EXERCISE GOAL: Set down, word for word, the stretch of lines from the one containing "the metal pole" to the end of the records below.

>> Start

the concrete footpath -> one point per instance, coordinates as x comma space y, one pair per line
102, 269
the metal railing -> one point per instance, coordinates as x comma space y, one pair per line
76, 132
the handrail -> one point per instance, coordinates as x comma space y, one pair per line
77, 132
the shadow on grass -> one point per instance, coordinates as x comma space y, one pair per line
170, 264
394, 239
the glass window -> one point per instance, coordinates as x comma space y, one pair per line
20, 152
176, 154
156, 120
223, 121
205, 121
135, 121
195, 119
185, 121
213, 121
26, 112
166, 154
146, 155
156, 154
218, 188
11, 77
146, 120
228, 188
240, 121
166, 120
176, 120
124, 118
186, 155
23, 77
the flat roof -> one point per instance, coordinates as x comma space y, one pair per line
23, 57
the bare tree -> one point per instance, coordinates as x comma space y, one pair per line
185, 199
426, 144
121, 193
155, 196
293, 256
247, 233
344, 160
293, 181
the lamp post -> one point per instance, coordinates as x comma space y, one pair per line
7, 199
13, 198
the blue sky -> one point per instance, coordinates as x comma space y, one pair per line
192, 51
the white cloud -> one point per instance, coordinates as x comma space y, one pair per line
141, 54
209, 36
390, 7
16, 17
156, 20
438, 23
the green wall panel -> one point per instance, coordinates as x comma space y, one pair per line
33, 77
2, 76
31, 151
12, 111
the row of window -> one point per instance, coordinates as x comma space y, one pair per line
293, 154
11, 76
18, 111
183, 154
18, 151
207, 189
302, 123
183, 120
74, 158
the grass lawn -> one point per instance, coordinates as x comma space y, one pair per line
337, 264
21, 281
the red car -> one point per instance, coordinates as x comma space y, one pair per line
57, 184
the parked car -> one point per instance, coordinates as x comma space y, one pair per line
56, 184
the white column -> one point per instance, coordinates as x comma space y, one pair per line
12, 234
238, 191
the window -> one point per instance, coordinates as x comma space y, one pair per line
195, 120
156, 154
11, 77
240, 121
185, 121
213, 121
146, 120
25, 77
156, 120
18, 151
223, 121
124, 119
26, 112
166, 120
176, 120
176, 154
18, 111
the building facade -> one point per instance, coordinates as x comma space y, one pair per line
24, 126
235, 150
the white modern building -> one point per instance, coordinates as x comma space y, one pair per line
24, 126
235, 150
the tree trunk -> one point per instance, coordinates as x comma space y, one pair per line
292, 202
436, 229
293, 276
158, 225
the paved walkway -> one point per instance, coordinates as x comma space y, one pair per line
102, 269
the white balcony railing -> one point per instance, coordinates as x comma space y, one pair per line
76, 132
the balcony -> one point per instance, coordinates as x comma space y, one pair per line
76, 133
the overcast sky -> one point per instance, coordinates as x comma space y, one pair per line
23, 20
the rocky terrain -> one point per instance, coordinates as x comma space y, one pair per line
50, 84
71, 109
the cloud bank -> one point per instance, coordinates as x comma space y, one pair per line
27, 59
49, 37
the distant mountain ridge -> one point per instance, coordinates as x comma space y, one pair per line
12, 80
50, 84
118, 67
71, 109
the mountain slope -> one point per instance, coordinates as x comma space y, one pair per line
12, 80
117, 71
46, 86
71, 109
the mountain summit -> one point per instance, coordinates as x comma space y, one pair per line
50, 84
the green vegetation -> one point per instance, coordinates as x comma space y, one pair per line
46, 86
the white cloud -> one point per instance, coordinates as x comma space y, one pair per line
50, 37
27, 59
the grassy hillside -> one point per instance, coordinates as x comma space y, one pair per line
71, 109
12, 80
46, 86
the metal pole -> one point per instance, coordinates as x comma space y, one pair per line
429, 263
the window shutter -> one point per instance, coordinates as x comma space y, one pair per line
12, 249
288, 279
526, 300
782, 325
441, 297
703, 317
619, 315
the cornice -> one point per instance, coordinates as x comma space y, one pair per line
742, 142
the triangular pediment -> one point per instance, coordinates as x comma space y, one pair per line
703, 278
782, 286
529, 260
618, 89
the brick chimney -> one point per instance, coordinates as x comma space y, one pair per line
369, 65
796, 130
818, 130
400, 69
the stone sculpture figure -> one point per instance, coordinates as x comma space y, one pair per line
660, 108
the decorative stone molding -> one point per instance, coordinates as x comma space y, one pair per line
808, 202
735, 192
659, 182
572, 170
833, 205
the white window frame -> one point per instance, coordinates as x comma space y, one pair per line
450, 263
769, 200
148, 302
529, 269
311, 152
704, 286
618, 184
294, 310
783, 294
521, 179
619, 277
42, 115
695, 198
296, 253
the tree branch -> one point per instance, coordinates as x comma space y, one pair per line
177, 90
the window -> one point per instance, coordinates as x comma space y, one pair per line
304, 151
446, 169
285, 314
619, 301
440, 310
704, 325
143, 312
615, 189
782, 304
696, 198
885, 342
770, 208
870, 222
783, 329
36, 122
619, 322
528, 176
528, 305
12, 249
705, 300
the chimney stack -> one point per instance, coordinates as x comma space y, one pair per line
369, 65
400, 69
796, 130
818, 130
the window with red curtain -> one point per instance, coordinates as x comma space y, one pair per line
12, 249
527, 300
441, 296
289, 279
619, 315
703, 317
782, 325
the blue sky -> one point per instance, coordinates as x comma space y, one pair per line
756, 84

>> End

RESPONSE:
the metal pole -> one point per instance, coordinates as x comma space y, one pair per line
429, 263
the window shutter -> one point per instance, coordinates as x comma space y, one pair per line
12, 249
288, 279
526, 300
782, 325
441, 297
703, 317
619, 315
the cornice -> one point per instance, coordinates as x comma space y, one pair per line
742, 142
the triangular pediment -> one point per instance, coordinates as x comma space y, one pair per line
703, 278
782, 286
529, 260
618, 89
the brick chimney -> one point per instance, coordinates as x comma space y, one pair per line
369, 65
796, 130
818, 130
400, 69
the stone sculpture figure -> one point per instance, coordinates as x comma space y, one pair per line
660, 108
the decorative stone molding -> one point per instance, coordinates as x comma space y, one pair per line
808, 202
735, 192
659, 182
572, 170
833, 205
the white window frame -> one point per instance, coordinates as x comma space y, one pair per line
450, 263
769, 200
148, 302
529, 269
311, 152
704, 286
618, 184
294, 310
783, 294
521, 179
619, 277
42, 115
695, 198
296, 253
the tree branch -> one point per instance, coordinates as x comma space y, one pair per line
177, 90
the window -> one point per instance, coordinates as x comma space y, one pair per line
304, 151
446, 169
285, 314
619, 301
440, 310
704, 325
143, 312
615, 189
782, 304
696, 198
885, 342
770, 208
870, 222
783, 329
36, 122
619, 322
528, 176
528, 305
12, 249
705, 300
the chimney stack -> one point per instance, coordinates as x comma space y, one pair per line
369, 65
400, 69
796, 130
818, 130
the window with red curtain -> one point per instance, coordinates as x comma space y, one pair per line
12, 249
527, 300
441, 296
289, 279
619, 315
703, 317
782, 325
the blue sky -> one point per instance, coordinates as x comma space y, one pair per line
756, 84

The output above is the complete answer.